Render each line of the material below as a string in a JSON list, with one string per line and any blank lines omitted.

**RECORDS FOR THE EXERCISE**
• • • •

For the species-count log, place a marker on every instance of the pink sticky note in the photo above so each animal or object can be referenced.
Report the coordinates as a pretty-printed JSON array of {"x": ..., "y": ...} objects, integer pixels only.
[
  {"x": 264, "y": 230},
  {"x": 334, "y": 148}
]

• • • •

**WRITTEN RESPONSE**
[
  "For the species-count log, place a marker on every instance of the pink sticky note in the photo above so each animal or object can be referenced.",
  "Report the coordinates as a pretty-printed JSON array of {\"x\": ..., \"y\": ...} objects, integer pixels only.",
  "[",
  "  {\"x\": 264, \"y\": 230},",
  "  {\"x\": 334, \"y\": 148}",
  "]"
]